[YOUR TASK] Repeat verbatim every line of the entries below, from the line containing "car and give integer pixel coordinates." down to the line containing "(1221, 659)", with both of those lines included.

Coordinate labeling data

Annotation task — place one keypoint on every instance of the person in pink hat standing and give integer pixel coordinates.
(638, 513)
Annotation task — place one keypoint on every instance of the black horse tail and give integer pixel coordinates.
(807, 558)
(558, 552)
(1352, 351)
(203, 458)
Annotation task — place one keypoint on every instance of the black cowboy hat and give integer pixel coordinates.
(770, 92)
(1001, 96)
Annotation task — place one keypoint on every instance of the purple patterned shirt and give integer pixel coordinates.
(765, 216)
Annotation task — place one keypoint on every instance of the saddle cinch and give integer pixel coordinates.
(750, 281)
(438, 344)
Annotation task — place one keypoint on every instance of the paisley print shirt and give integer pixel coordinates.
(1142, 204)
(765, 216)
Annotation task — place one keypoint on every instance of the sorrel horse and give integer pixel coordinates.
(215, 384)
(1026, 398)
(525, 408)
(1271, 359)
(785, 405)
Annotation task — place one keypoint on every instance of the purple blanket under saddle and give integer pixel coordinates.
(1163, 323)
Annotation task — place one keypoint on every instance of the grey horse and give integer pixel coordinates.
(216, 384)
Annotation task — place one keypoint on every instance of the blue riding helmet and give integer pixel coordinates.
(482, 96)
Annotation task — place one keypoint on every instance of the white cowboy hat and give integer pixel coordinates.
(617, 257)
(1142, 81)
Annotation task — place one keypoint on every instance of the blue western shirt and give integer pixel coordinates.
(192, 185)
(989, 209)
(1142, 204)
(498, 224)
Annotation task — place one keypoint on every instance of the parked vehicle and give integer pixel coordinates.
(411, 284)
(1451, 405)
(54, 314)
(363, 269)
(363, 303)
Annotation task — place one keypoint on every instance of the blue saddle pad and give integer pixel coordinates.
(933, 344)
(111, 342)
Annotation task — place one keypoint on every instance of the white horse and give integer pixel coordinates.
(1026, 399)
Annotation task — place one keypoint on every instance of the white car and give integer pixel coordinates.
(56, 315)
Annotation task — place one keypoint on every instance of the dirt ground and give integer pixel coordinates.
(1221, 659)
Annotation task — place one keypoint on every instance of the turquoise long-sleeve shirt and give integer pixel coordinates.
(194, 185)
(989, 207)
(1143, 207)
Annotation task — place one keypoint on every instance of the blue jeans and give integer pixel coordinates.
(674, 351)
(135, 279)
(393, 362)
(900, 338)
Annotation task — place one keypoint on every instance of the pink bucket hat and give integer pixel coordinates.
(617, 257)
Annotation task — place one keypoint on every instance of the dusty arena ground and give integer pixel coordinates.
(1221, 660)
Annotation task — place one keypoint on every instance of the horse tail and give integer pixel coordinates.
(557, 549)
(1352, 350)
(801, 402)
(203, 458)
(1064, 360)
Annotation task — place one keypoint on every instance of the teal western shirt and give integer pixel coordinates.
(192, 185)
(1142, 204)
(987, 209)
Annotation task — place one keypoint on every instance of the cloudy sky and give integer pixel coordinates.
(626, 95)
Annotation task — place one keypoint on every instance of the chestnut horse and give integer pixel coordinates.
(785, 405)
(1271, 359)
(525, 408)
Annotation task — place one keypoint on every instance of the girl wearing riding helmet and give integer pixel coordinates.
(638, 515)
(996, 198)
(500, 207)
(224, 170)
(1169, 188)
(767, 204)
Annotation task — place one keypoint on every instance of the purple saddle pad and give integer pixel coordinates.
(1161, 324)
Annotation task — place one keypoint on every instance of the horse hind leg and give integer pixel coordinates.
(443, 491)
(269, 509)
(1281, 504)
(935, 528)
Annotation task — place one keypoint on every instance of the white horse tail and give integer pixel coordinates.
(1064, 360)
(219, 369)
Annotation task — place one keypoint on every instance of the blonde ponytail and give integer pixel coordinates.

[TASK ANSWER]
Annotation task — place one keypoint on every instance of the white car and give integer pixel coordinates.
(56, 315)
Annotation task — place one keypoint on every instance of the dirt ground and give integer pixel coordinates.
(1221, 659)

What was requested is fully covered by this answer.